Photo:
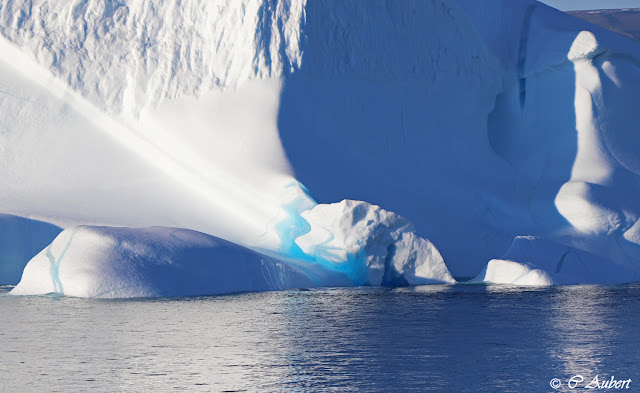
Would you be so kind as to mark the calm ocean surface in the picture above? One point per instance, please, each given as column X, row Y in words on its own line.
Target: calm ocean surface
column 463, row 338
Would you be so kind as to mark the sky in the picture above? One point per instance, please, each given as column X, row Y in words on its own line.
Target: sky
column 567, row 5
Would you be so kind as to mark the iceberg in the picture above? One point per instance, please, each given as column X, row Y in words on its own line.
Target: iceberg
column 532, row 261
column 108, row 262
column 371, row 245
column 20, row 240
column 350, row 243
column 477, row 121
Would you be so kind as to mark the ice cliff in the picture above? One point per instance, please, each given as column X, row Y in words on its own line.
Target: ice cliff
column 477, row 121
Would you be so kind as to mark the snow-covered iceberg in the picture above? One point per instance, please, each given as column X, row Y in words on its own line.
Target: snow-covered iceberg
column 20, row 240
column 371, row 245
column 107, row 262
column 350, row 243
column 479, row 121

Exercise instructions — Would you reproduce the listing above in full and exactly, without its pictures?

Solution for this problem —
Photo:
Would you be so kind as to mark the calm ocean surface in the picture above? One point per instance, please, each given as column X, row Y in words on its own line.
Target: calm ocean surface
column 463, row 338
Would you be so kind as to mark the sky in the picture above? One point per instance, please, each given as column X, row Y in words on its own line.
Target: sky
column 567, row 5
Would you be so kind as to mark the iceberg in the picture above? One point per instance, please, each given as column X, row Y in words on its own line.
Target: iceberg
column 532, row 261
column 108, row 262
column 371, row 245
column 20, row 240
column 350, row 243
column 477, row 121
Would you be so kind as to mark the ice cliff in the picture above? One point per instance, please, each given as column X, row Y in words on its own line.
Target: ice cliff
column 477, row 121
Would you be so kind as to mark the snow-covered iceberg in the picture above? One point per instance, please, each given as column X, row Y in words on its own line.
Target: snow-covered iceberg
column 20, row 240
column 371, row 245
column 107, row 262
column 350, row 243
column 479, row 121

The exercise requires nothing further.